▶ _TASK_
Extract every line of the items below that contains the word "flower", matching its case exactly.

▶ _RECORDS FOR THE EXERCISE_

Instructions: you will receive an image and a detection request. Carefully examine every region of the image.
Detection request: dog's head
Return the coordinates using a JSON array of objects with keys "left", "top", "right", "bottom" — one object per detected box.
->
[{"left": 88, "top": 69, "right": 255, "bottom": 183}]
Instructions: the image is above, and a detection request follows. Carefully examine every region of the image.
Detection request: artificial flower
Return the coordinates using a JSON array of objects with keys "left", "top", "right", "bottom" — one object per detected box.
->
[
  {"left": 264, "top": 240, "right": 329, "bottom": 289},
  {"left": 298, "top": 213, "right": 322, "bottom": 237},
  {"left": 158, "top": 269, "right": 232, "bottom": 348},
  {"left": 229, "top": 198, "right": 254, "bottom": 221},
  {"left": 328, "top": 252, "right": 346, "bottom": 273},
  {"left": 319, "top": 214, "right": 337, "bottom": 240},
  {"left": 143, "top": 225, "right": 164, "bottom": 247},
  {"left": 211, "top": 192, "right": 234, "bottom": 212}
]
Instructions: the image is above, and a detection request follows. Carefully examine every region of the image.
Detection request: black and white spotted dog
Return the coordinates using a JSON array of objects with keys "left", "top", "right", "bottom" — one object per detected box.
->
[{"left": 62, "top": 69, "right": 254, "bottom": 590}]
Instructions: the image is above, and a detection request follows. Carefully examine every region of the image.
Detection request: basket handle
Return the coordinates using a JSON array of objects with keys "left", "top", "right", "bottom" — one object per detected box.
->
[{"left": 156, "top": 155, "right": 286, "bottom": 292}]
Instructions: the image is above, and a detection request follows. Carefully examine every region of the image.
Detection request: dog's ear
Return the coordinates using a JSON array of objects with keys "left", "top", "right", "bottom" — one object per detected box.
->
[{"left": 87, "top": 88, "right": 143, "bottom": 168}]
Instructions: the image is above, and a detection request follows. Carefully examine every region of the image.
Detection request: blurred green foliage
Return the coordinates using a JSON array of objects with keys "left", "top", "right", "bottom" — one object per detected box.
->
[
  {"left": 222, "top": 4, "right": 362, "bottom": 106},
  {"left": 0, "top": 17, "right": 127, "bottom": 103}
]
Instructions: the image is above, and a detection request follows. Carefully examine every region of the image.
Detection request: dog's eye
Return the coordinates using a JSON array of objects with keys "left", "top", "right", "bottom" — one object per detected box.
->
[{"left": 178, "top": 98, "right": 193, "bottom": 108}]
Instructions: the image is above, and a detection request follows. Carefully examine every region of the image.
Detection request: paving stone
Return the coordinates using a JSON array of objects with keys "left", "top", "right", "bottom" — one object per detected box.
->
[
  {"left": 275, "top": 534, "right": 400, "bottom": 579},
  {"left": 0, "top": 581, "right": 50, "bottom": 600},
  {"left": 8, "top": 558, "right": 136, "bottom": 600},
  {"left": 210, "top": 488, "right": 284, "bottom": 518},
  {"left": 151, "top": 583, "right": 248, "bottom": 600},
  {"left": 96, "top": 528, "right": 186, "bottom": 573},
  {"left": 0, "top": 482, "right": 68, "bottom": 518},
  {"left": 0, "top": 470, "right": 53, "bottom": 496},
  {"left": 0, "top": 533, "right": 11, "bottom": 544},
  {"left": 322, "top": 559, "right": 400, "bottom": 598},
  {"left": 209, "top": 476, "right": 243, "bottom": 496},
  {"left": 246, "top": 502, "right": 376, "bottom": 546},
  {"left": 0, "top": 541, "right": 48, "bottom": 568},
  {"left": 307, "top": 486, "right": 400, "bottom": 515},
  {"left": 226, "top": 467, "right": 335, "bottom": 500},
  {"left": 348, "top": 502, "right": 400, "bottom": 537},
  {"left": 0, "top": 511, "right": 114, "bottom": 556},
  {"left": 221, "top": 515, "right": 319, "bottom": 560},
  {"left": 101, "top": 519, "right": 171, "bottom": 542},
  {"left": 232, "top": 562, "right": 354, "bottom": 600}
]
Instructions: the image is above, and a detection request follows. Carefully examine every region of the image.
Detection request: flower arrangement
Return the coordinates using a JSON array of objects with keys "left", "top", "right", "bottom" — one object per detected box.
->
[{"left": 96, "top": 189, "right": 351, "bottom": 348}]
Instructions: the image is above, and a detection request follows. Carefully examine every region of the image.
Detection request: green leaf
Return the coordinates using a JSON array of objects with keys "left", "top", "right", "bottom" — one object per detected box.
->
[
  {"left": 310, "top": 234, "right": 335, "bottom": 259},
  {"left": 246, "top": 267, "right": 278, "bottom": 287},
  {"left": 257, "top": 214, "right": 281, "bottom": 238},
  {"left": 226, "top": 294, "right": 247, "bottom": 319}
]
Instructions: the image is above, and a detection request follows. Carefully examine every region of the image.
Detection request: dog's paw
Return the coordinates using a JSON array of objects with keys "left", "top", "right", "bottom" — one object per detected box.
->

▶ _REPLY TO THE TASK_
Detection request: artificial flower
Detection request: flower arrangement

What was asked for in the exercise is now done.